— Directions —
Write out the material below again, replacing "screenshot" with "photo" wherever it appears and keeping everything else the same. Leave the pictures out.

— Entries from an annotation dataset —
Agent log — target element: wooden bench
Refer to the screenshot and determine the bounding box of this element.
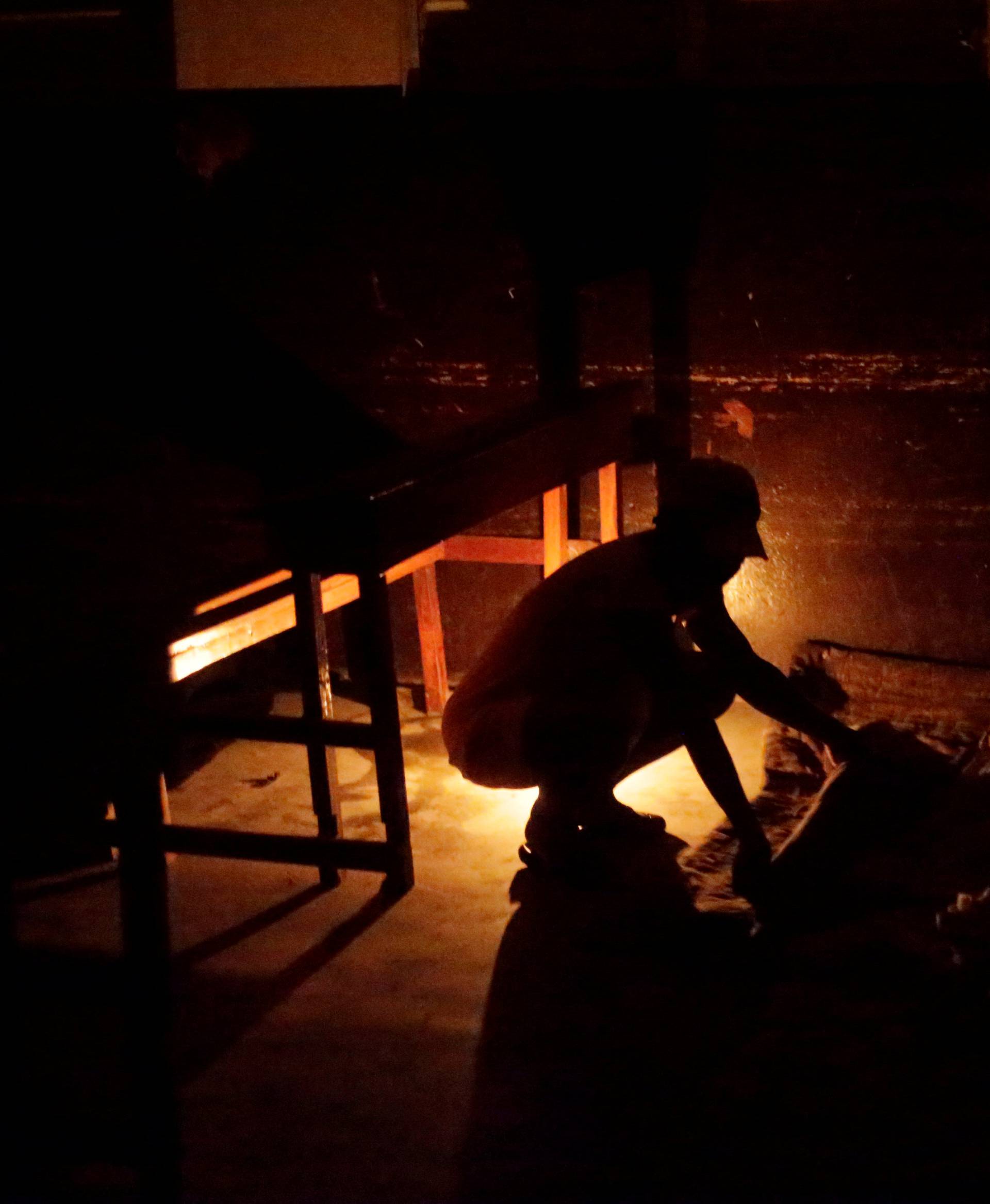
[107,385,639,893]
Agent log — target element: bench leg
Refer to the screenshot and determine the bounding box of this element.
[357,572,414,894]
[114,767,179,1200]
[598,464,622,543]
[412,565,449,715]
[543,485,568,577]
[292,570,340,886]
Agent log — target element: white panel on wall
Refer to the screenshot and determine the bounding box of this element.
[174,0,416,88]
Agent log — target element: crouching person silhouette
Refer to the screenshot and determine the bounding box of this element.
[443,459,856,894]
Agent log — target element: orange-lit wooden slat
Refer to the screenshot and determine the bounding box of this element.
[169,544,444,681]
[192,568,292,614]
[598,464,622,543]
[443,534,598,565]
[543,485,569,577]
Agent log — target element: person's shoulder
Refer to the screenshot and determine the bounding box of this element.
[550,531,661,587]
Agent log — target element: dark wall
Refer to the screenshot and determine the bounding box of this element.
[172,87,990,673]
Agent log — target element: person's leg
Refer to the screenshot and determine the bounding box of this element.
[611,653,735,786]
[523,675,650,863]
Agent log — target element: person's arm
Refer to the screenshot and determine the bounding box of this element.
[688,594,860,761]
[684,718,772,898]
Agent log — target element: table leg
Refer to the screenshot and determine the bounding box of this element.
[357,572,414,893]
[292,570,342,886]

— Solution to the problem —
Agent log — target element: wooden bench
Refer to the photo and determine the bounding box of this element.
[107,385,639,893]
Agent log — target element: bench leg
Refer to the photo and determine the bounding box of this element.
[357,572,414,894]
[114,767,179,1200]
[598,464,622,543]
[412,565,449,715]
[543,485,568,577]
[292,570,340,886]
Agent log — target element: white panel on wall
Refer to the photo and determine the bounding box of this element.
[174,0,416,88]
Agent log — target element: crouching person silhouette
Refer to the photo and determine the bounding box of this element.
[443,459,856,894]
Agent log — target element: orange-lit wooden slat
Refer to the photo and determine the bounding box of this element.
[169,544,444,681]
[192,568,292,614]
[598,464,622,543]
[443,534,598,565]
[543,485,569,577]
Agent log — target element: person's shoulder
Refer to the photo and determine the bounding box of this element.
[550,531,661,587]
Agent log — target element: dark wall
Refer to the photo and determine the bounding box of this element.
[172,87,990,673]
Agent log — target element: person's leg
Refer to the photo and determine the bounding box of this element.
[611,653,735,786]
[523,675,650,863]
Agent log — target element: person's arm
Refer to the photo and determine the bounding box of this element.
[688,594,860,761]
[684,718,772,898]
Agent log — target element: table leg
Refer to the photo and determine the bounding box of this element.
[357,572,414,893]
[292,570,342,886]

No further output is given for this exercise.